▶ **Exercise objective**
In the listing below, switch each occurrence of "Reply in the form" to "Respond using the format" and reproduce all other lines unchanged.

--- begin Supplied entries ---

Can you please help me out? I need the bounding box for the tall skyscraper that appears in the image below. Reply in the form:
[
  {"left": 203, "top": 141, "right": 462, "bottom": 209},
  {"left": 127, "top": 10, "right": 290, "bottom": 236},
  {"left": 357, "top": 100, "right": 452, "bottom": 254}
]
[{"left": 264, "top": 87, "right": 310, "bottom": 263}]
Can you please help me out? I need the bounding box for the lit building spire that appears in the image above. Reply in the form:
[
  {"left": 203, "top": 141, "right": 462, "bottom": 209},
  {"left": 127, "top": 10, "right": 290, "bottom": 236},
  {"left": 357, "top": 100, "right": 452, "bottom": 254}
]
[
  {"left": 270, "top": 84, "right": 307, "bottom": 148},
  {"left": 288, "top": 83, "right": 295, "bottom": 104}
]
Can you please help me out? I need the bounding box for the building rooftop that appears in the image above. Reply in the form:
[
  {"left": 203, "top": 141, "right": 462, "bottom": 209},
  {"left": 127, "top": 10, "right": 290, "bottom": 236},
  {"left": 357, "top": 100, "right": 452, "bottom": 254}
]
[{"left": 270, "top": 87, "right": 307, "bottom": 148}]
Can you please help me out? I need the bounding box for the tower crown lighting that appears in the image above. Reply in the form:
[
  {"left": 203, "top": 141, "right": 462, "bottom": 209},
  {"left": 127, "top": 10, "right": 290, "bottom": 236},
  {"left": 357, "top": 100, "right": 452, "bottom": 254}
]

--- end Supplied entries ---

▶ **Finished task**
Can you please help me out? I need the bounding box for the tall skyscraper that appears in the image below. Respond using the format:
[
  {"left": 203, "top": 141, "right": 462, "bottom": 209},
  {"left": 127, "top": 10, "right": 290, "bottom": 236},
  {"left": 357, "top": 100, "right": 452, "bottom": 254}
]
[{"left": 264, "top": 87, "right": 310, "bottom": 263}]
Can you please help me out? I need the bounding box for the lit building spire that appears in the image above. Respond using the format:
[
  {"left": 203, "top": 141, "right": 462, "bottom": 209},
  {"left": 127, "top": 10, "right": 290, "bottom": 236},
  {"left": 357, "top": 100, "right": 452, "bottom": 254}
]
[
  {"left": 270, "top": 84, "right": 307, "bottom": 148},
  {"left": 288, "top": 83, "right": 295, "bottom": 104}
]
Can you please help me out? I need the bounding box for the building rooftop that appears in the image above. Respond using the format:
[
  {"left": 203, "top": 141, "right": 462, "bottom": 209},
  {"left": 127, "top": 10, "right": 290, "bottom": 236},
  {"left": 357, "top": 100, "right": 452, "bottom": 254}
]
[{"left": 270, "top": 87, "right": 307, "bottom": 148}]
Can you please help me out? I need the bounding box for the tower crown lighting that appears in the image above. Respond using the format:
[
  {"left": 203, "top": 141, "right": 462, "bottom": 209},
  {"left": 127, "top": 10, "right": 290, "bottom": 236},
  {"left": 357, "top": 100, "right": 452, "bottom": 254}
]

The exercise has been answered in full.